[SUPPLIED TEXT]:
◇ ◇ ◇ ◇ ◇ ◇ ◇

# Playing this morning with my new chuck



## Bobby (May 21, 2004)

I made this this morning in about 15 minutes with my new mini chuck.
Forgot to add this is china berry that has been sitting inthe shop for at least 2 months on thew floor.


----------



## speckle-catcher (May 20, 2004)

which chuck did you get?


----------



## BertS (May 21, 2004)

I'm gonna gues it's a real small one....


----------



## Bubbaette (Apr 10, 2005)

That is very cute. If you can, please post picture of the mini chuck.


----------



## waterspout (May 21, 2004)

Dang you must have some very stout moonshine for that lil shooter! LOL


----------



## Bobby (May 21, 2004)

PSI Woodworking CSC500 Barracuda Micro Wood Lathe Scroll Chuck System


----------



## Hooked (Oct 15, 2004)

◇ ◇ ◇ ◇ ◇ ◇ ◇

[DATA PROVIDED]:
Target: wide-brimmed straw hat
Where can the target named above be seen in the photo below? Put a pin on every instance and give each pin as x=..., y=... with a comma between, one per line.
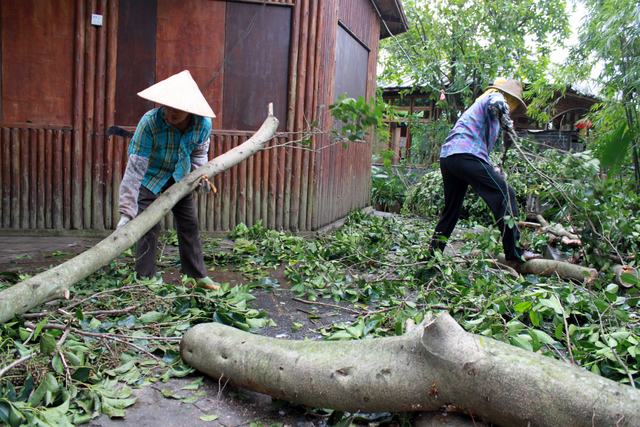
x=181, y=92
x=510, y=87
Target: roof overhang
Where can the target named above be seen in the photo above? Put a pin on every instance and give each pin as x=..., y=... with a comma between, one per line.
x=394, y=21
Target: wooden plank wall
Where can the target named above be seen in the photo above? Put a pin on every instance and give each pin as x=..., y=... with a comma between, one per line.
x=344, y=174
x=67, y=176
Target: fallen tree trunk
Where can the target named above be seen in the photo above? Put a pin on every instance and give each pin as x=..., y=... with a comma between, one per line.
x=54, y=283
x=548, y=268
x=438, y=365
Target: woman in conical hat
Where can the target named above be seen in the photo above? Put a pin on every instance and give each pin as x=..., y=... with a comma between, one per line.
x=464, y=162
x=169, y=142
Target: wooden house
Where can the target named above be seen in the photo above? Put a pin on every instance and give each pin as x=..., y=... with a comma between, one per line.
x=71, y=68
x=562, y=132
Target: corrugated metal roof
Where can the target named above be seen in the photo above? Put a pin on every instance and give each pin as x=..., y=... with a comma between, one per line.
x=393, y=18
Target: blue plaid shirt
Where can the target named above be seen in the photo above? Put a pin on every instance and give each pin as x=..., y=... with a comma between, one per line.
x=167, y=149
x=476, y=131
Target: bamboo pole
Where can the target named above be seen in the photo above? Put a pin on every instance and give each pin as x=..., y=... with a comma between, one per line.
x=241, y=187
x=313, y=169
x=24, y=178
x=257, y=188
x=279, y=159
x=40, y=215
x=294, y=164
x=67, y=167
x=110, y=179
x=33, y=177
x=5, y=147
x=250, y=191
x=270, y=185
x=55, y=283
x=226, y=189
x=14, y=180
x=312, y=84
x=218, y=202
x=57, y=182
x=48, y=178
x=89, y=100
x=293, y=66
x=98, y=166
x=77, y=169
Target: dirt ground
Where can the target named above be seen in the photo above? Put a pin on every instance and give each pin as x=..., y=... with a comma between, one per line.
x=31, y=254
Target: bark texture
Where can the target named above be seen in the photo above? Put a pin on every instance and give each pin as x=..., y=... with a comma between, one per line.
x=547, y=268
x=439, y=364
x=54, y=283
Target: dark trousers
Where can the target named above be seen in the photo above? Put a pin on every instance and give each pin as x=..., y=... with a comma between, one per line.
x=188, y=231
x=458, y=172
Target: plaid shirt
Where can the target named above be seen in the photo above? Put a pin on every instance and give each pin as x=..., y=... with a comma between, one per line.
x=169, y=151
x=476, y=131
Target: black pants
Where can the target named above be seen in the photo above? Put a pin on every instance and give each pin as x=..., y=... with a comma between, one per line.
x=188, y=231
x=458, y=172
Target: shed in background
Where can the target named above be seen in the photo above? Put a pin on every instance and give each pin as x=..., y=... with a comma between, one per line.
x=71, y=68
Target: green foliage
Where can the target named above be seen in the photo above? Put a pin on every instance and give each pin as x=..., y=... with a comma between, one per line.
x=356, y=117
x=609, y=45
x=94, y=369
x=426, y=198
x=461, y=46
x=427, y=137
x=389, y=184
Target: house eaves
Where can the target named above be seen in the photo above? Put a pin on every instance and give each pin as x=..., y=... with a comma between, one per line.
x=394, y=21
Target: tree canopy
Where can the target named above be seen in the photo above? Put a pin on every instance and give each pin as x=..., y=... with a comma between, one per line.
x=460, y=46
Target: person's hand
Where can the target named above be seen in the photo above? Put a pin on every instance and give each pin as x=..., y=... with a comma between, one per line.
x=203, y=187
x=124, y=219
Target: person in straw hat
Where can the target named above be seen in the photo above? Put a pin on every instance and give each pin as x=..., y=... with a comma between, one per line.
x=169, y=142
x=464, y=162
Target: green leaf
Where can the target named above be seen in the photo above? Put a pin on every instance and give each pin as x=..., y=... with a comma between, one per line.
x=58, y=367
x=535, y=321
x=119, y=403
x=81, y=374
x=209, y=417
x=541, y=336
x=47, y=343
x=151, y=317
x=630, y=278
x=171, y=395
x=36, y=332
x=523, y=306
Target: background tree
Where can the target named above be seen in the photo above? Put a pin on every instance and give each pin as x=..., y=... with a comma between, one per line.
x=460, y=46
x=609, y=48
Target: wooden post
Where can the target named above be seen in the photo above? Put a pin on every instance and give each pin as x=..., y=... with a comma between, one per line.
x=89, y=90
x=78, y=119
x=111, y=174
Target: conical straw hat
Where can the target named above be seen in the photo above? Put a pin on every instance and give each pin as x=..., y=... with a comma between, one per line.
x=179, y=91
x=511, y=87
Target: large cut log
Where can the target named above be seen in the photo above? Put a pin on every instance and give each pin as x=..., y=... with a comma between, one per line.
x=439, y=364
x=548, y=268
x=54, y=283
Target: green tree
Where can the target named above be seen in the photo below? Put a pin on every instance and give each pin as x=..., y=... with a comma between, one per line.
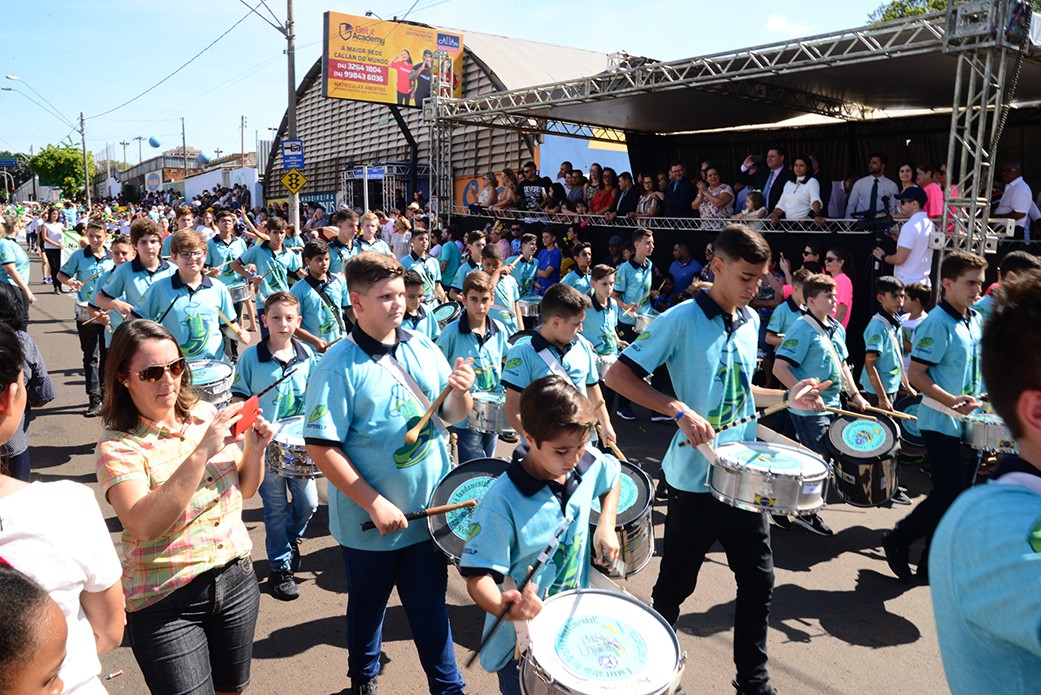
x=61, y=165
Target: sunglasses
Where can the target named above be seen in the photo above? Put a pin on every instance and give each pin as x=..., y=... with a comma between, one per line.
x=153, y=372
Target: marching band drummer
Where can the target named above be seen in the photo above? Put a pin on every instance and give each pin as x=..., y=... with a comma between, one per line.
x=945, y=369
x=259, y=366
x=709, y=344
x=557, y=473
x=363, y=397
x=477, y=335
x=174, y=472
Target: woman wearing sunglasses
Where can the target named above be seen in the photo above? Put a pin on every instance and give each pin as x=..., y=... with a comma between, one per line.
x=173, y=470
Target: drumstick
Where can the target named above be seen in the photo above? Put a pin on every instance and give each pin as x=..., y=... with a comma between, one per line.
x=839, y=411
x=892, y=413
x=542, y=557
x=412, y=435
x=430, y=511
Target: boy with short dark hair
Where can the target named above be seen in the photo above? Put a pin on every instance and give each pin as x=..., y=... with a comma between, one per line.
x=417, y=318
x=84, y=273
x=478, y=336
x=519, y=513
x=364, y=395
x=558, y=349
x=945, y=369
x=258, y=367
x=322, y=298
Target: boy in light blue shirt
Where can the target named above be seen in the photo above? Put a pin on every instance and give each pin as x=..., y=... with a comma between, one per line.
x=365, y=394
x=556, y=478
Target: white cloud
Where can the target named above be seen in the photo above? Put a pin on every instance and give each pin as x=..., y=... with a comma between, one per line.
x=781, y=24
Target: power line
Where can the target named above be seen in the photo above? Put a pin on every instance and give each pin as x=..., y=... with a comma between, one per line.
x=181, y=68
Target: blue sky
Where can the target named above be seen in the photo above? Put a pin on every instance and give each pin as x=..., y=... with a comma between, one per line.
x=93, y=55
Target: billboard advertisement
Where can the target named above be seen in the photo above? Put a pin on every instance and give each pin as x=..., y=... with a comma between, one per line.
x=388, y=62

◇ ◇ ◇ ◇ ◇ ◇ ◇

[PROBLEM DETAILS]: Please retype the part of the mini chuck thread between "# Playing this" and "on thew floor.", inclusive. The records were taken from a source other than the thread.

[THE ANSWER]:
# Playing this morning with my new chuck



## Bobby (May 21, 2004)

I made this this morning in about 15 minutes with my new mini chuck.
Forgot to add this is china berry that has been sitting inthe shop for at least 2 months on thew floor.